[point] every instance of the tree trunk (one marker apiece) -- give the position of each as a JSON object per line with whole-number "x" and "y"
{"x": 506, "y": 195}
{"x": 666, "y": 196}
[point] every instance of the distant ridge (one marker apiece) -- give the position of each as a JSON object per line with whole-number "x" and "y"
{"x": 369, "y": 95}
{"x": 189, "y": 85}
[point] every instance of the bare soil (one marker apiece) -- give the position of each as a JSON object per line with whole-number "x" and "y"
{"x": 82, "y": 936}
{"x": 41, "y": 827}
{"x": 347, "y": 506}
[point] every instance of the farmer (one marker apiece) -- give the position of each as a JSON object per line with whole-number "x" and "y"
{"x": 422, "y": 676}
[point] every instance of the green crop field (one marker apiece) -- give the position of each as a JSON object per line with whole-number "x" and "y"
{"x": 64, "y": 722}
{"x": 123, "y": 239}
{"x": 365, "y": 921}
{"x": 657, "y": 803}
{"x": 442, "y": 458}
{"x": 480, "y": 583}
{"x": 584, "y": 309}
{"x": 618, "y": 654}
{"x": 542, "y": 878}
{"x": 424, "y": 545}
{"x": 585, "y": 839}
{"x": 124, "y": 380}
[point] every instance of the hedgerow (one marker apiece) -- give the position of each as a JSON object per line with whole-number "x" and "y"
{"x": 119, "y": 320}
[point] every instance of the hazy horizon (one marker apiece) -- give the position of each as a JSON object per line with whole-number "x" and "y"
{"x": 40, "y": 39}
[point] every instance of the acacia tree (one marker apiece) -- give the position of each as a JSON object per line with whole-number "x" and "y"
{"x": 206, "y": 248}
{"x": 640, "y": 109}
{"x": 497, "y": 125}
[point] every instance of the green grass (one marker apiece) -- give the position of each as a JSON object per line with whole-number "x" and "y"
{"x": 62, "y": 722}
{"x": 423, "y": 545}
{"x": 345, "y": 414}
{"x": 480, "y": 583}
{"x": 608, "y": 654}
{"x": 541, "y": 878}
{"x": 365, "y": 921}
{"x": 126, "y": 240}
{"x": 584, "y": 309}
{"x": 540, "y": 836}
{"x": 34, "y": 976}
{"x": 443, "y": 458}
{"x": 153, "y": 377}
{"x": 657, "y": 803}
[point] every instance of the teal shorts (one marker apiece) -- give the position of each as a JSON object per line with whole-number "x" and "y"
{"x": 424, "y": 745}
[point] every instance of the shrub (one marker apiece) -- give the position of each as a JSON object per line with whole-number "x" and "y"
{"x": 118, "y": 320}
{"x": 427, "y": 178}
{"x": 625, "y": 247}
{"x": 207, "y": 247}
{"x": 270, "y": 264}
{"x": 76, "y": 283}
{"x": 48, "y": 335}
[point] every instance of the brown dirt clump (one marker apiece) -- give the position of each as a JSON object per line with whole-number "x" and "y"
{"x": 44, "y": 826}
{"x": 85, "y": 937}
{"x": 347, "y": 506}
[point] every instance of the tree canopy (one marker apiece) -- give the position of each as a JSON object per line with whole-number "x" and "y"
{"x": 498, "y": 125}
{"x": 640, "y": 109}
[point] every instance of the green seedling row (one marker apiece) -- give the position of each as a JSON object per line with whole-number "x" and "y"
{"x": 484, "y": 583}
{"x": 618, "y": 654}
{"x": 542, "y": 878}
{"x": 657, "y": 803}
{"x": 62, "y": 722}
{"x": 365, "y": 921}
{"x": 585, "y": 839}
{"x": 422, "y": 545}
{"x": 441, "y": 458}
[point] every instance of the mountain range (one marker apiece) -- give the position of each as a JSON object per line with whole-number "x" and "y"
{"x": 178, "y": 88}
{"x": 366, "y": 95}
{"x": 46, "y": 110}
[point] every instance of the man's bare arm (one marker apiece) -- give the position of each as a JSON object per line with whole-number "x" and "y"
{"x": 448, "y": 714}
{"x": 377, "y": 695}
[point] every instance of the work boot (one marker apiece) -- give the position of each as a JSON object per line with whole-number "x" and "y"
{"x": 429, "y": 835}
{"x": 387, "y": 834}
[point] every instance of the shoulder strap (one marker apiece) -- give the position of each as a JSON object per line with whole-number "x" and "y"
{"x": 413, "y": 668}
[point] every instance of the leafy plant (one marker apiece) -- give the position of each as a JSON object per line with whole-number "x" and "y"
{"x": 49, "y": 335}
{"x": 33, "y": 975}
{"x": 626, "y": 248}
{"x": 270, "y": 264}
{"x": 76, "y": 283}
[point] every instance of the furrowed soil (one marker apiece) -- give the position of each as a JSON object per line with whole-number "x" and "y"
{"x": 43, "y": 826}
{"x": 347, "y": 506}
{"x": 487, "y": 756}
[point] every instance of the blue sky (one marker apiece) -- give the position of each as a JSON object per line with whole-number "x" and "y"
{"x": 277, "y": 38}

Exercise instructions: Print every entry exactly as it appears.

Answer for this exercise:
[point] every instance of the tree trunk (one marker apiece) -- give the position of each as a JSON object per line with whole-number "x" and "y"
{"x": 506, "y": 195}
{"x": 666, "y": 196}
[point] every instance of the distant ridge (one marker apiece) -- give the position of each as a JSON object per line with whole-number "x" and "y"
{"x": 369, "y": 95}
{"x": 189, "y": 85}
[point] every instance of the bare soil (one marker apiece) -- give the position of each as a JSON object per line with whole-number "x" and "y"
{"x": 82, "y": 936}
{"x": 41, "y": 827}
{"x": 347, "y": 506}
[point] every instance of the farmer (one marker apiece) -- give the position of each as a JSON object per line with whole-number "x" and "y"
{"x": 422, "y": 676}
[point] every instance of the green crop field (one marker apiece) -- give the position of each as a JSON object per line with whole-number "x" and "y"
{"x": 64, "y": 722}
{"x": 123, "y": 239}
{"x": 365, "y": 921}
{"x": 657, "y": 803}
{"x": 442, "y": 458}
{"x": 480, "y": 583}
{"x": 584, "y": 309}
{"x": 618, "y": 654}
{"x": 542, "y": 878}
{"x": 424, "y": 545}
{"x": 585, "y": 839}
{"x": 124, "y": 380}
[point] every instance of the hedgerow (one marker apiece) -- give the position of each as a JSON object per line with whole-number "x" and "y"
{"x": 119, "y": 320}
[point] every instance of the hazy horizon (one marker apiece) -- give the position of each as a JSON object per line with whole-number "x" and "y"
{"x": 40, "y": 39}
[point] every instance of the acacia tree (one marker apiece) -- give the position of each as a JSON object per line with whole-number "x" and "y"
{"x": 206, "y": 248}
{"x": 640, "y": 109}
{"x": 497, "y": 125}
[point] every instance of the green grass (one marker apiece) -- give the position of each as a JSON object per line with whole-number "x" and "y"
{"x": 62, "y": 722}
{"x": 423, "y": 545}
{"x": 345, "y": 414}
{"x": 480, "y": 583}
{"x": 608, "y": 654}
{"x": 541, "y": 878}
{"x": 365, "y": 921}
{"x": 126, "y": 240}
{"x": 584, "y": 309}
{"x": 540, "y": 836}
{"x": 34, "y": 976}
{"x": 443, "y": 458}
{"x": 153, "y": 377}
{"x": 657, "y": 803}
[point] every instance of the teal shorts (one marker apiece) -- give the position of each as a JSON object per line with whole-number "x" and "y"
{"x": 424, "y": 745}
[point] every instance of the shrub (one marker apiece) -- give the position of each as a JSON object per line with whole-number "x" and "y"
{"x": 118, "y": 320}
{"x": 427, "y": 178}
{"x": 625, "y": 247}
{"x": 207, "y": 247}
{"x": 270, "y": 264}
{"x": 76, "y": 283}
{"x": 48, "y": 335}
[point] every instance of the brown dirt clump (one marker apiece) -- give the position of each as a JSON object per line with whole-number "x" and "y"
{"x": 44, "y": 826}
{"x": 85, "y": 937}
{"x": 347, "y": 506}
[point] every instance of the tree canopy (one marker apiece) -- give the position of each as a JSON object per line with whole-number "x" and "y"
{"x": 498, "y": 125}
{"x": 640, "y": 109}
[point] every instance of the green seedling row (one marker apiece) -- give the position of each as a JSON object per line with whole-number "x" and "y"
{"x": 484, "y": 583}
{"x": 618, "y": 654}
{"x": 542, "y": 878}
{"x": 657, "y": 803}
{"x": 62, "y": 722}
{"x": 365, "y": 921}
{"x": 585, "y": 839}
{"x": 422, "y": 545}
{"x": 441, "y": 458}
[point] every instance of the mountain range (one marker apiece) -- give the position of each as a JSON object per line with whole-number "x" and "y"
{"x": 178, "y": 88}
{"x": 366, "y": 95}
{"x": 46, "y": 110}
[point] every instance of the man's bare arm (one marker apiece) -- give the position of each as a JSON object per line with whole-number "x" and "y"
{"x": 448, "y": 714}
{"x": 377, "y": 695}
[point] every instance of the work boot (one marker apiece) -- give the position of each as a JSON object per line with whole-number "x" and "y"
{"x": 429, "y": 835}
{"x": 387, "y": 834}
[point] every instance of the shoulder strap (one marker apiece) -- give the position of each as a JSON object per line with whole-number "x" and "y"
{"x": 413, "y": 668}
[point] every instance of the leafy plant (one marker apiece) -- give the position of each as a JSON object per line with whole-number "x" and "y"
{"x": 49, "y": 335}
{"x": 33, "y": 975}
{"x": 626, "y": 248}
{"x": 270, "y": 264}
{"x": 76, "y": 283}
[point] every instance of the furrowed soil (one marker apiece) -- give the position of each as a JSON object per line with whole-number "x" and "y"
{"x": 43, "y": 826}
{"x": 347, "y": 506}
{"x": 487, "y": 756}
[point] every instance of the blue sky (one marker apiece) -- give the position of each as a JSON object per line with whole-number "x" and "y"
{"x": 277, "y": 38}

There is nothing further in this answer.